= Beginning of Section =

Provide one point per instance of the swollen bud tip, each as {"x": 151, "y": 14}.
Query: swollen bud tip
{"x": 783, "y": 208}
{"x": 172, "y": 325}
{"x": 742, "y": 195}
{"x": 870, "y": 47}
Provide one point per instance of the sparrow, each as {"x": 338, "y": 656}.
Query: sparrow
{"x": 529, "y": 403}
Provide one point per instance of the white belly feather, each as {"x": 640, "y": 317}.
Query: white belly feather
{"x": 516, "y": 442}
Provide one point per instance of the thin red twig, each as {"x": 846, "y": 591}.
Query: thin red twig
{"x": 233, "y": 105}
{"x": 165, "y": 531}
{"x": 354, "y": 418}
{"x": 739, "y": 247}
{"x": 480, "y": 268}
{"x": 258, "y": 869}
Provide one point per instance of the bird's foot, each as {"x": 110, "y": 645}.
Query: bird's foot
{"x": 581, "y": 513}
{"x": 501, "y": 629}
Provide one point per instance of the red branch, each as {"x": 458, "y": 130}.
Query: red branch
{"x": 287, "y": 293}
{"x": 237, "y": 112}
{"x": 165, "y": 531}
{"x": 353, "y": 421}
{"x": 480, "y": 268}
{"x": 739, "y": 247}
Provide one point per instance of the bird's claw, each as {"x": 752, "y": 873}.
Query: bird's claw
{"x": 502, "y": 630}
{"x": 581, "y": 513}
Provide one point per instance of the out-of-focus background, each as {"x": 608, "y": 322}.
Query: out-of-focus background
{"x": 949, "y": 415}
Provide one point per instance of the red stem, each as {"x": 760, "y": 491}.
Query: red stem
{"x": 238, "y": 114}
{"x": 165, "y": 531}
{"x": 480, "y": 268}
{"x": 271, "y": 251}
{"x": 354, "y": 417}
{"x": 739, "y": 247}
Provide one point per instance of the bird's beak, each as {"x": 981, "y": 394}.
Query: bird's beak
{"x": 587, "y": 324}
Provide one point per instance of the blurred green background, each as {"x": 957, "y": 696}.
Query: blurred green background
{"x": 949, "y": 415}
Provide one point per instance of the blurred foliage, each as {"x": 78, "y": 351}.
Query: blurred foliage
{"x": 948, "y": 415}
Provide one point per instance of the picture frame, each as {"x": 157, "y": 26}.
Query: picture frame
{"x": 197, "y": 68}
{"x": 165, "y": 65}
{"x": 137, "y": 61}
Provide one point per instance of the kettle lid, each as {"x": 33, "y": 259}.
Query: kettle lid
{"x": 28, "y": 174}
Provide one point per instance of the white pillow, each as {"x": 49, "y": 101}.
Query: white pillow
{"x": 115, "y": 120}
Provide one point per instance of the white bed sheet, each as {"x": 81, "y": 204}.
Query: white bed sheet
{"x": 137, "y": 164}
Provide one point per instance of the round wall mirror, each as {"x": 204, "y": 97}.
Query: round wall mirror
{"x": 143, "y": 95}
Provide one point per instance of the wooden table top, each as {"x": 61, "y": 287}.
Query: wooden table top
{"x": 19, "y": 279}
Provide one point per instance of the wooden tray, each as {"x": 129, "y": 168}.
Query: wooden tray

= End of Section =

## [TASK TO CARRY OUT]
Look in the material above for the line with "Provide one point per instance of the bird's foot, each" and the line with "Provide one point per instance of the red branch, each", and transcribe exactly those lines and all lines between them, nothing more.

## [SOLUTION]
Provide one point per instance of the bird's foot, each as {"x": 110, "y": 645}.
Query: bird's foot
{"x": 581, "y": 513}
{"x": 501, "y": 629}
Provide one point per instance of the red branch, each as {"x": 458, "y": 130}.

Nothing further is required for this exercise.